══ Selection ══

If a party elects to oppose a propounding party's discovery requests, the opposing party bears the burden of establishing that the discovery is overly broad, unduly burdensome or not relevant. See Graham v. Casey's General Stores, 206 F.R.D. 251, 253-4 (S.D. Ind. 2000). "Boilerplate, generalized objections are inadequate and tantamount to not making any objection at all." Walker v. Lakewood Condominium Owners Assoc., 186 F.R.D. 584, 587 (C.D. Cal. 1999); see also Farber and Partners, Inc. v. Garber, 234 F.R.D. 186 (C.D. Cal. 2006).
Federal Civil Procedure Rule 37(a)(3)(B) empowers a propounding party to "move for an order compelling an answer, designation, production, or inspection" if:
(i) a deponent fails to answer a question asked under Rules 30 or 31;
(ii) a corporation or other entity fails to make a designation under Rule 30(b)(6) or 31(a)(4);
(iii) a party fails to answer an interrogatory submitted under Rule 33, or
(iv) a party fails to respond that inspection will be permitted — or fails to permit inspection — as requested under Rule 34.
Fed.R.Civ.Pro. 37(a)(3)(B). Moreover, Rule 37(a)(4) provides that "an evasive or incomplete disclosure, answer, or response must be treated as a failure to disclose, answer, or respond." Fed.R.Civ.P. 37(a)(4). Rule 26 provides that "[f]or good cause, the court may order discovery of any matter relevant to the subject matter involved in the action." Fed.R.Civ.Pro. 26(b)(1).

═══
══ Records provided ══

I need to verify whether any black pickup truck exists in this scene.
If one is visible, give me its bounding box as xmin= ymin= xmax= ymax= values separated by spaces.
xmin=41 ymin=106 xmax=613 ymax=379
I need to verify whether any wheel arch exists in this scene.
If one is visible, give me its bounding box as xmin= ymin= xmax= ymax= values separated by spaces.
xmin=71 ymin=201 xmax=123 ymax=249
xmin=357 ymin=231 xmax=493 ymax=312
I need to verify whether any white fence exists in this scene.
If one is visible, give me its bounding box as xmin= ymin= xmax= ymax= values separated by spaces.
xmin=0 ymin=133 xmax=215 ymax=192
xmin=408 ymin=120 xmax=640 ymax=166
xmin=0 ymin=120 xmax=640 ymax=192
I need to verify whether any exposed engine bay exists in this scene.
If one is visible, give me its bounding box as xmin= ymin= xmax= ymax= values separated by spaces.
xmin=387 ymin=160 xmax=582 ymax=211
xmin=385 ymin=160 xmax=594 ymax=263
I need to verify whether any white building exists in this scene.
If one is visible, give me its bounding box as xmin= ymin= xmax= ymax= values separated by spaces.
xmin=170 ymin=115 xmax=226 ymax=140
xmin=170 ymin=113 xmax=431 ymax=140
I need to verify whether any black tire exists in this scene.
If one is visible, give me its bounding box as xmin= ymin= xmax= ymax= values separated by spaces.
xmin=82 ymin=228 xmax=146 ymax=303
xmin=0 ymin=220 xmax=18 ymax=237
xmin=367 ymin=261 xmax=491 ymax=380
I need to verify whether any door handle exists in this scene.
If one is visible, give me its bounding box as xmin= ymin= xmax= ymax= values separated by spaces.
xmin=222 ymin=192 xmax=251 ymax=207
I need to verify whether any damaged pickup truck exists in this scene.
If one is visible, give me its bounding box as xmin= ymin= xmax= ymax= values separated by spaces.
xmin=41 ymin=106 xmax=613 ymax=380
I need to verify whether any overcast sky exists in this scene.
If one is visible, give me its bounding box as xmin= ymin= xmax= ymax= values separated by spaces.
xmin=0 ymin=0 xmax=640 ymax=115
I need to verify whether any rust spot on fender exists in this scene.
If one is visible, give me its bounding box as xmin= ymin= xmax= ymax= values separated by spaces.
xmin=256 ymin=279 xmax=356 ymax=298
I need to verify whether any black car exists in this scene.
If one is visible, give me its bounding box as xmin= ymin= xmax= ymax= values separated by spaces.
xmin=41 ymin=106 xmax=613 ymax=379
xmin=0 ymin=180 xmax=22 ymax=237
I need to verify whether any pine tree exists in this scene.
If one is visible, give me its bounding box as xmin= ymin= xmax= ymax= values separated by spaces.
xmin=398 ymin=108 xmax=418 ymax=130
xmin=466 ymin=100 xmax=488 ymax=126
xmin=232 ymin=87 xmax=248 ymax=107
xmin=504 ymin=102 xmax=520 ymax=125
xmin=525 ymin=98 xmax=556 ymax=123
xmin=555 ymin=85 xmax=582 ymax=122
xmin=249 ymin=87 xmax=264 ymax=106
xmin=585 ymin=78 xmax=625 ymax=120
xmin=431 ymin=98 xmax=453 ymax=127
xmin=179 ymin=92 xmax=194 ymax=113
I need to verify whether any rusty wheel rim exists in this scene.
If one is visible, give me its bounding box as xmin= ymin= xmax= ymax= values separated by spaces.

═══

## Work instructions
Change the discovery passage, starting with "Federal Civil Procedure" and going on through "under Rule 34.", by replacing "deponent" with "witness". The data is not needed for the task that follows.

## Response to the exercise
Federal Civil Procedure Rule 37(a)(3)(B) empowers a propounding party to "move for an order compelling an answer, designation, production, or inspection" if:
(i) a witness fails to answer a question asked under Rules 30 or 31;
(ii) a corporation or other entity fails to make a designation under Rule 30(b)(6) or 31(a)(4);
(iii) a party fails to answer an interrogatory submitted under Rule 33, or
(iv) a party fails to respond that inspection will be permitted — or fails to permit inspection — as requested under Rule 34.